** Begin DATA TO PROCESS **
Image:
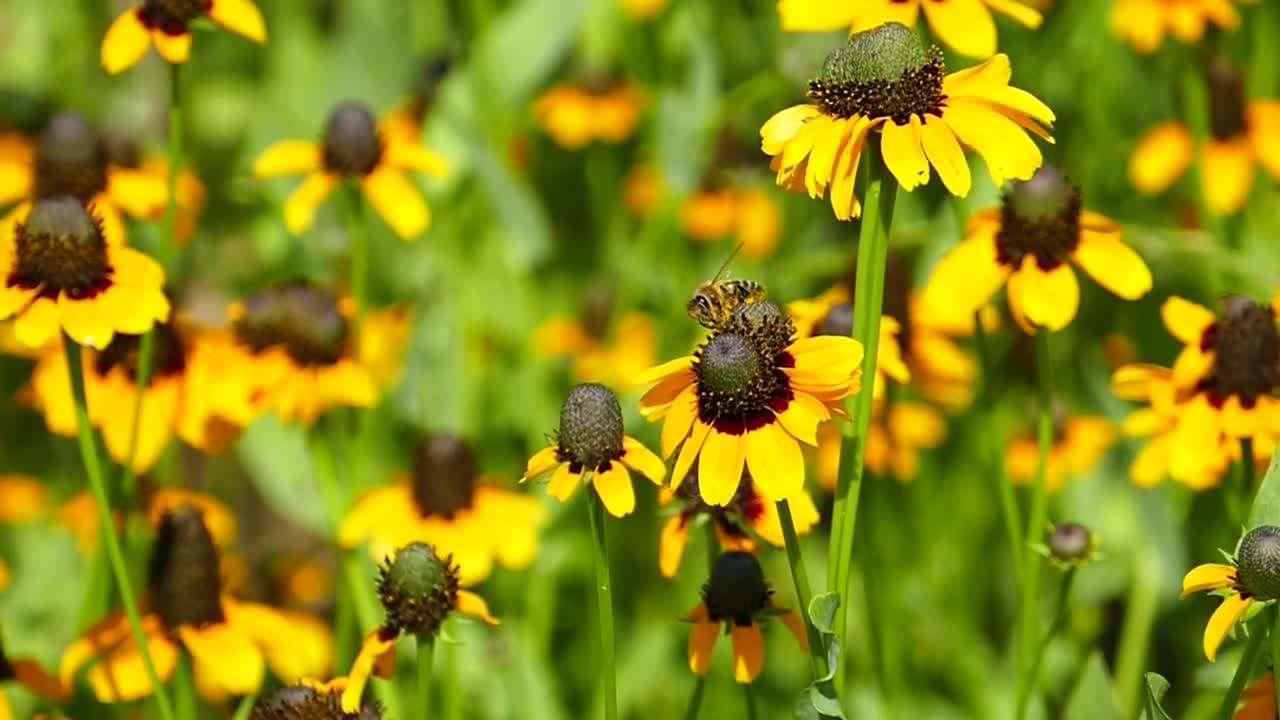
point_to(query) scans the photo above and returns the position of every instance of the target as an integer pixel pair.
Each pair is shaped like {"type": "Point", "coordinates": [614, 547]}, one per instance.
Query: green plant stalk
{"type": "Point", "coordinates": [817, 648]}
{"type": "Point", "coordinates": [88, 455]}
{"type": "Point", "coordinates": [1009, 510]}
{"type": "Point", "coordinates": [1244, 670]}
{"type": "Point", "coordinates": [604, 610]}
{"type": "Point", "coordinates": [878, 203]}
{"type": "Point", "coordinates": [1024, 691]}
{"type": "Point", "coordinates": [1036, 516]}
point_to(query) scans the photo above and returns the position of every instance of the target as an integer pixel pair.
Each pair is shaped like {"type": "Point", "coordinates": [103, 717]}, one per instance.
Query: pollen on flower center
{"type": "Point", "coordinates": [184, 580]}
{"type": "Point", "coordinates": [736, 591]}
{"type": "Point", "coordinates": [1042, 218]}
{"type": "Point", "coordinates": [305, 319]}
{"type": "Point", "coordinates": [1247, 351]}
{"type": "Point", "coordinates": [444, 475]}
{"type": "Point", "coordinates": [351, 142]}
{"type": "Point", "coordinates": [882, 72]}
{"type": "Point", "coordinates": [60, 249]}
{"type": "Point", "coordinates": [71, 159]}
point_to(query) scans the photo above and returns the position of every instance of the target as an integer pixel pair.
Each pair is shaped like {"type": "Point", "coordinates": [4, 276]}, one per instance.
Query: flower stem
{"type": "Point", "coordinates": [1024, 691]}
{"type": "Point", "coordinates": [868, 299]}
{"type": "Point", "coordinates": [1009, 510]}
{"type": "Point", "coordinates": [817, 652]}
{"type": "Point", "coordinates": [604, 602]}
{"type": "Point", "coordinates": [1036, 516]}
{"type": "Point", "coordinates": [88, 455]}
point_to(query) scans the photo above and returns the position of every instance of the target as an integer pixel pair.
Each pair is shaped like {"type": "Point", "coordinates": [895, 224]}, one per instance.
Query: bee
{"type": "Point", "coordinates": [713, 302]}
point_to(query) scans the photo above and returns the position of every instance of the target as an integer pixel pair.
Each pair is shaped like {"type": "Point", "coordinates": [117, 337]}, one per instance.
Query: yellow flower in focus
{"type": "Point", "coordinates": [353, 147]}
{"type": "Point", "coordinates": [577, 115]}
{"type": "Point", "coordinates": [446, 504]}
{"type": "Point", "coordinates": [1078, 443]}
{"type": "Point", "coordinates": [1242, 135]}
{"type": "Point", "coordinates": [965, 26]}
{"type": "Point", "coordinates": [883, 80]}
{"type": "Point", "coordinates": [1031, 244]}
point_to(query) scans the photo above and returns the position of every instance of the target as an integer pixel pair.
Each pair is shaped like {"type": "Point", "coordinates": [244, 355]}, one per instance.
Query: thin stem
** End DATA TO PROCESS **
Make an exact copy of the listing above. Do not include the pictures.

#### [COMPLETED EXERCISE]
Image:
point_to(query) scans the photo above and returns the position of every instance of the target as an integer pixel pair.
Each pair is shaped like {"type": "Point", "coordinates": [614, 547]}, one per instance.
Query: green plant stalk
{"type": "Point", "coordinates": [817, 648]}
{"type": "Point", "coordinates": [88, 455]}
{"type": "Point", "coordinates": [1009, 510]}
{"type": "Point", "coordinates": [1244, 670]}
{"type": "Point", "coordinates": [604, 610]}
{"type": "Point", "coordinates": [878, 203]}
{"type": "Point", "coordinates": [1024, 691]}
{"type": "Point", "coordinates": [1036, 516]}
point_to(query) scans the photo above and returns the position of every instance of the target as an integer pixel pair.
Each pair is shaped like {"type": "Point", "coordinates": [103, 717]}, one per instance.
Query: pollen on flower center
{"type": "Point", "coordinates": [184, 580]}
{"type": "Point", "coordinates": [736, 591]}
{"type": "Point", "coordinates": [1042, 218]}
{"type": "Point", "coordinates": [305, 319]}
{"type": "Point", "coordinates": [1247, 351]}
{"type": "Point", "coordinates": [444, 475]}
{"type": "Point", "coordinates": [351, 142]}
{"type": "Point", "coordinates": [882, 72]}
{"type": "Point", "coordinates": [60, 249]}
{"type": "Point", "coordinates": [71, 159]}
point_to(query) scans the photo above and returns the position of every instance of the target as an integer pixel pair.
Each pair is shaped like {"type": "Point", "coordinates": [4, 276]}, one per instance.
Query: flower stem
{"type": "Point", "coordinates": [1024, 691]}
{"type": "Point", "coordinates": [868, 299]}
{"type": "Point", "coordinates": [1009, 510]}
{"type": "Point", "coordinates": [817, 652]}
{"type": "Point", "coordinates": [604, 602]}
{"type": "Point", "coordinates": [1036, 516]}
{"type": "Point", "coordinates": [88, 455]}
point_to(query) scans the photo above and returns the position of every instance of the target as an integer pixel pair.
Each pair is shaped like {"type": "Point", "coordinates": [895, 224]}, one per instance.
Query: bee
{"type": "Point", "coordinates": [713, 302]}
point_to(query) scans the photo above and returns the position of every instance of the target as an integer pixel pair.
Each pair is shaped like {"type": "Point", "coordinates": [117, 337]}, one per instance.
Query: yellow flower in focus
{"type": "Point", "coordinates": [353, 147]}
{"type": "Point", "coordinates": [577, 115]}
{"type": "Point", "coordinates": [446, 504]}
{"type": "Point", "coordinates": [1078, 443]}
{"type": "Point", "coordinates": [1242, 135]}
{"type": "Point", "coordinates": [965, 26]}
{"type": "Point", "coordinates": [883, 80]}
{"type": "Point", "coordinates": [1031, 244]}
point_to(query) scans the photo above and returns the position of every instance of the target as an integer pixel pair.
Each pair is shaped like {"type": "Point", "coordinates": [244, 355]}, one per instance.
Query: thin stem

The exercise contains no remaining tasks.